— Begin Data —

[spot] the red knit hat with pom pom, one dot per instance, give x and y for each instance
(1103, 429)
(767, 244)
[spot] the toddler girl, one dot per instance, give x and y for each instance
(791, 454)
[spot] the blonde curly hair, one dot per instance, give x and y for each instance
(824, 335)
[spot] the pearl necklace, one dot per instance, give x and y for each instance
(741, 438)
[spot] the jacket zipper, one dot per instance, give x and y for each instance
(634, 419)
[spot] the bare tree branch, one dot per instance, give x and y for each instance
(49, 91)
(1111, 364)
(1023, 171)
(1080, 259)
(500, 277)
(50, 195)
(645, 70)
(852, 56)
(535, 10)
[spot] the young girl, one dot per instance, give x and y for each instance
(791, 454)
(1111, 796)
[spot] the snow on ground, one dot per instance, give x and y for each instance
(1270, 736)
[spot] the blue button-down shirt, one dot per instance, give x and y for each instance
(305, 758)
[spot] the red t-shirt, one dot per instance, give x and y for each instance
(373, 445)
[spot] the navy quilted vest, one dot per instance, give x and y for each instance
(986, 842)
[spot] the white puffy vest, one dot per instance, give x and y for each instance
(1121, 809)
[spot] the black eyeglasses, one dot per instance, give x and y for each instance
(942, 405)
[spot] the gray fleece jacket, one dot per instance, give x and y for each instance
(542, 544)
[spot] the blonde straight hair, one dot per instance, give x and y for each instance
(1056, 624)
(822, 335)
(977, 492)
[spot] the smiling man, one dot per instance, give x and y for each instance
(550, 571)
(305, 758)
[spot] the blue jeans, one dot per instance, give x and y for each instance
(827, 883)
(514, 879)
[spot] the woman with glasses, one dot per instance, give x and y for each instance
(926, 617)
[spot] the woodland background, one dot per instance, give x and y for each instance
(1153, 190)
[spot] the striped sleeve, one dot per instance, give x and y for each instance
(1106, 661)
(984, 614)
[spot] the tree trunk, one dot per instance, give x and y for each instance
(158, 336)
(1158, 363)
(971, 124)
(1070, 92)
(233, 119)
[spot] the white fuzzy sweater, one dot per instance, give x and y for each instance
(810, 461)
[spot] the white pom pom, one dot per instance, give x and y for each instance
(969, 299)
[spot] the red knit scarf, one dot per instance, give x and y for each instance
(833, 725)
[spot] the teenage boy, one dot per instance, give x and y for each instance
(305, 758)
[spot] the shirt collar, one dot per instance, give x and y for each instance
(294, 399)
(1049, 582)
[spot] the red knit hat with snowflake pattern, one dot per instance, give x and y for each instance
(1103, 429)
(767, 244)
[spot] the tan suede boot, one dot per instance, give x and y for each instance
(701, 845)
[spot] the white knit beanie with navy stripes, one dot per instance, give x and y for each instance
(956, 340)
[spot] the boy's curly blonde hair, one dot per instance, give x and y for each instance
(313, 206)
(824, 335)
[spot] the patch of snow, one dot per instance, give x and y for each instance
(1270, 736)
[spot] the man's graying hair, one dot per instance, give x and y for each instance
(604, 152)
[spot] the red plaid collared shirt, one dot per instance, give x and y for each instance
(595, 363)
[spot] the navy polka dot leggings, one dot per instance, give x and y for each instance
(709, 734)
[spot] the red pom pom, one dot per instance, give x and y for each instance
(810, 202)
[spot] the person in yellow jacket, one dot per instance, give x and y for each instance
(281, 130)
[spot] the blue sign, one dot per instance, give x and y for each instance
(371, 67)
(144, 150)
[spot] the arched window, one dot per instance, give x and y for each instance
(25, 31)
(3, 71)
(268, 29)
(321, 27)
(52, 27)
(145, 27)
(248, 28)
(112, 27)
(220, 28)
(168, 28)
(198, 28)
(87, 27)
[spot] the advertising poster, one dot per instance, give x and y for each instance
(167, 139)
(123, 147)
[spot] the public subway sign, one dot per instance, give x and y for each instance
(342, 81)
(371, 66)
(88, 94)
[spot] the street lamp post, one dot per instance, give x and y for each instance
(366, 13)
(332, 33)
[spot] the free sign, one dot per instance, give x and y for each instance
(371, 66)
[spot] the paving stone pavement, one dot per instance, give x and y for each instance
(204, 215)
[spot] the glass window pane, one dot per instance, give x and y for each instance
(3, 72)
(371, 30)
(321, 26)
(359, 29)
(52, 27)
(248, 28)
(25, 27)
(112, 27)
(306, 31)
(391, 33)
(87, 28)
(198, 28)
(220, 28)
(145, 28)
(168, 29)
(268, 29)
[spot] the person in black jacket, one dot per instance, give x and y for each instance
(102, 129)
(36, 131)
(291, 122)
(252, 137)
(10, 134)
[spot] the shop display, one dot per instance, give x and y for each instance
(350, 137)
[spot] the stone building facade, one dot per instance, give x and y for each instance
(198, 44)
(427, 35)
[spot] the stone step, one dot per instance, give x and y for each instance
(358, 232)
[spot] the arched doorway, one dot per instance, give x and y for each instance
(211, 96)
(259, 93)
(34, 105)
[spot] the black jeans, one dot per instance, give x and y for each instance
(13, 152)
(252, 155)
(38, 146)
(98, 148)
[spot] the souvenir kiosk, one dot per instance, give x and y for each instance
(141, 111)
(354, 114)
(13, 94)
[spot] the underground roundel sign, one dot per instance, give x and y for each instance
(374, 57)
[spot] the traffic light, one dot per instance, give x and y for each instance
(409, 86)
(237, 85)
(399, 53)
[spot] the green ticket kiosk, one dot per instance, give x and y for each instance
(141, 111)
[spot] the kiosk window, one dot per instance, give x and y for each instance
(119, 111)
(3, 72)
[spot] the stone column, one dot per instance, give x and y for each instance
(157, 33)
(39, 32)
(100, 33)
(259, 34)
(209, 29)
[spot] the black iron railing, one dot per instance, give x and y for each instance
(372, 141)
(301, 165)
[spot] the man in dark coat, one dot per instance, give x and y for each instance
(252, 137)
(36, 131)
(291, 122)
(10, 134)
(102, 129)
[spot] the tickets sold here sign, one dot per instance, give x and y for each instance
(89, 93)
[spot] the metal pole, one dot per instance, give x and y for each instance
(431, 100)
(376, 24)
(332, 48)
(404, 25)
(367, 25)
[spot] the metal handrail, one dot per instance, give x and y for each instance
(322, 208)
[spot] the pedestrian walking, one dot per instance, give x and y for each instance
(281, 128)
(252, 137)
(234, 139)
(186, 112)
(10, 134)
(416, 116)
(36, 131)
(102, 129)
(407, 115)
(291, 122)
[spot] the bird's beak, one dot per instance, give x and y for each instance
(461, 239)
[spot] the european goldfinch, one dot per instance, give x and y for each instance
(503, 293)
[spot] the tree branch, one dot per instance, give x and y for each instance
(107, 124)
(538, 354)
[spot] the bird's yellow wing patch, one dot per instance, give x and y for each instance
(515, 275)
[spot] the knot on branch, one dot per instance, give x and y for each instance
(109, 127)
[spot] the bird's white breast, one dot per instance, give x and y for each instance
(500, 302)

— End Data —

**Work to do**
Reproduce the data above, switching every occurrence of "one dot per instance" to "a single dot for each instance" and leaving all other text unchanged.

**Result of this task**
[spot] the red knit hat with pom pom, a single dot for each instance, give x and y for each instance
(1103, 429)
(767, 244)
[spot] the toddler girl, a single dot for each instance, give x and y for each instance
(791, 454)
[spot] the blonde curly hair, a single dot for each instance, give x and y for each instance
(824, 335)
[spot] the pearl necklace, a single dot for each instance, give x and y for each instance
(741, 438)
[spot] the jacket zipper, a single dot for each instance, give x and y for each instance
(634, 419)
[spot] the bare tree branch, a single dot for each instance, give x and y for each instance
(49, 91)
(1111, 364)
(1023, 171)
(1080, 259)
(500, 277)
(50, 195)
(645, 70)
(852, 56)
(535, 10)
[spot] the young girl, a single dot for each instance, give x and y for each instance
(791, 454)
(1111, 796)
[spot] the snow on ground, a single dot for each instance, give x and y for each instance
(1270, 736)
[spot] the blue button-down shirt, a single dot for each instance, give x and y for each instance
(305, 758)
[spot] the red t-shirt, a single dot for each instance, give x and y for each instance
(373, 445)
[spot] the navy quilted vest, a single dot for each instance, give x and y for each instance
(986, 842)
[spot] the white puffy vest, a single dot for each instance, give x and y for each instance
(1121, 809)
[spot] the black eyeglasses, a single dot for each instance, give x and y for each instance
(942, 405)
[spot] the gray fleece jacket, a single dot for each instance, give x and y for each instance
(542, 544)
[spot] the blonde straight hair, a single dot for each instance, give x and y for each instance
(1056, 624)
(822, 335)
(977, 492)
[spot] the smiling man, a single dot for each instance, give x and y for each instance
(550, 571)
(305, 758)
[spot] the blue jeans, a single dot for each instance, give x and y for each instance
(827, 883)
(514, 879)
[spot] the woman with glasses, a single dot for each instance, give x and y for each instance
(926, 617)
[spot] the woodland background, a single dot for each instance, give x and y for each instance
(1153, 190)
[spot] the striped sleeve, a single dot for each instance, give x and y for each instance
(1106, 661)
(984, 614)
[spot] the tree trunk, a single dot for each instance, give x and y for each instance
(158, 336)
(1158, 363)
(971, 124)
(1070, 92)
(233, 119)
[spot] the white fuzzy sweater, a single dot for each instance, give x and y for each instance
(810, 461)
[spot] the white pom pom, a single dot for each instance, give x and y for each instance
(969, 299)
[spot] the red knit scarf, a single dot for each instance, give x and y for each instance
(833, 725)
[spot] the teenage boy, a single dot for each instance, give x and y for each instance
(305, 758)
[spot] the shirt collar, a single dot for each instance, give x and y for each instance
(294, 399)
(1049, 582)
[spot] the red knit hat with snowflake pattern, a single dot for each instance, give x and y for each instance
(1103, 429)
(767, 244)
[spot] the tan suede boot, a single dot for each instance, give x and y for each instance
(701, 845)
[spot] the white knit beanie with navy stripes, a single dot for each instance, give x and y for each instance
(956, 340)
[spot] the boy's curly blonde hair, a single dot for each instance, give x and y for each instance
(313, 206)
(824, 335)
[spot] the patch of snow, a single dot for each instance, give x and y for each instance
(1270, 736)
[spot] the man's graying hair, a single dot for each instance, give x and y for each instance
(604, 152)
[spot] the red plaid collared shirt, a single dot for each instance, give x and y for each instance
(595, 363)
[spot] the navy polka dot leggings, a single dot for each instance, give x and y for each instance
(709, 734)
[spot] the red pom pom, a single dot for each instance, give x and y for each instance
(810, 202)
[spot] the person in yellow jacket, a single dot for each instance, give x and y for each instance
(281, 130)
[spot] the blue sign, a single dot for each instance, give x and y for each instance
(371, 67)
(144, 150)
[spot] the arched window, a single dot for each instance, give x and y for each instance
(25, 31)
(3, 71)
(268, 29)
(321, 27)
(52, 27)
(145, 27)
(248, 28)
(112, 27)
(220, 28)
(168, 28)
(198, 28)
(87, 27)
[spot] the advertising poster, a single dot for each instance, give x and y for each instance
(167, 139)
(123, 147)
[spot] the public subway sign, a single dot for each instance, give x and y for each instance
(342, 81)
(371, 66)
(88, 94)
[spot] the street lamp post, a single dot for each instance, give x and y for each instance
(366, 13)
(332, 33)
[spot] the free sign, a single dot for each instance, give x and y for each instance
(371, 66)
[spot] the paving stone pavement, a single dot for each instance, give x and y for each instance
(204, 215)
[spot] the glass window pane, a single dot for each instance, give x and y for each instance
(3, 72)
(371, 30)
(321, 26)
(359, 29)
(52, 27)
(248, 28)
(25, 27)
(112, 27)
(306, 31)
(391, 33)
(87, 28)
(198, 28)
(220, 28)
(145, 28)
(168, 29)
(268, 29)
[spot] the person in black jacket, a single dot for each instance, give x and y for each instance
(102, 129)
(36, 131)
(291, 122)
(252, 137)
(10, 134)
[spot] the shop display, a single dot for each instance, give x and y for each instance
(350, 137)
[spot] the stone building facade, a single dot for each instance, give x and y for each instance
(198, 44)
(427, 35)
[spot] the stone step, a single dot for each instance, give x and y for each instance
(358, 232)
[spot] the arched doorway, a single dot for each instance, give x and y for each instance
(211, 96)
(259, 93)
(34, 105)
[spot] the black jeans, a single dot for each instance, give x and y for each instance
(13, 152)
(252, 155)
(38, 146)
(98, 148)
[spot] the souvenir kiosk, a single dot for each instance, give x and y for each instance
(141, 111)
(354, 114)
(13, 94)
[spot] the underground roundel sign, a single dot for each instance, give x and y for each instance
(374, 57)
[spot] the traffic light, a single dot for each instance, give x and y for each instance
(409, 86)
(237, 85)
(399, 53)
[spot] the green ticket kiosk, a single dot for each instance, give x and y for each instance
(141, 111)
[spot] the kiosk window, a single dot for each instance, give x and y for each instance
(119, 111)
(3, 72)
[spot] the stone column, a single dot for each instance, give x and y for each instance
(157, 33)
(39, 32)
(100, 33)
(259, 34)
(209, 29)
[spot] the black iron railing, a single dot for each instance, give x and y for each instance
(372, 141)
(301, 165)
[spot] the man in dark coat, a single dot for each instance, give x and y for each instance
(252, 137)
(36, 131)
(291, 122)
(10, 134)
(102, 129)
[spot] the tickets sold here sign, a single dot for each instance, give x and y for each instance
(89, 93)
[spot] the metal pole, a single dot for each instance, give x and y for each instance
(431, 100)
(376, 24)
(332, 48)
(404, 25)
(367, 25)
[spot] the metal handrail, a single dot for each instance, give x and y for each instance
(322, 208)
[spot] the pedestrian walking, a single dot for each instance, give x and y for each instance
(281, 128)
(252, 137)
(234, 139)
(186, 112)
(10, 134)
(416, 116)
(36, 131)
(102, 129)
(407, 115)
(291, 122)
[spot] the bird's beak, a single dot for each instance, give x and y for each instance
(461, 239)
[spot] the european goldfinch, a single dot for each instance, give x and y for each instance
(503, 293)
[spot] the tree branch, a single dot for each instance, give x and y for each instance
(107, 124)
(538, 354)
[spot] the bird's yellow wing patch, a single dot for each instance, give x and y for each instance
(515, 275)
[spot] the knot on branch, a single dot for each instance, give x and y for each instance
(109, 127)
[spot] the bird's white breast, a single dot for each instance, give x and y for each instance
(500, 302)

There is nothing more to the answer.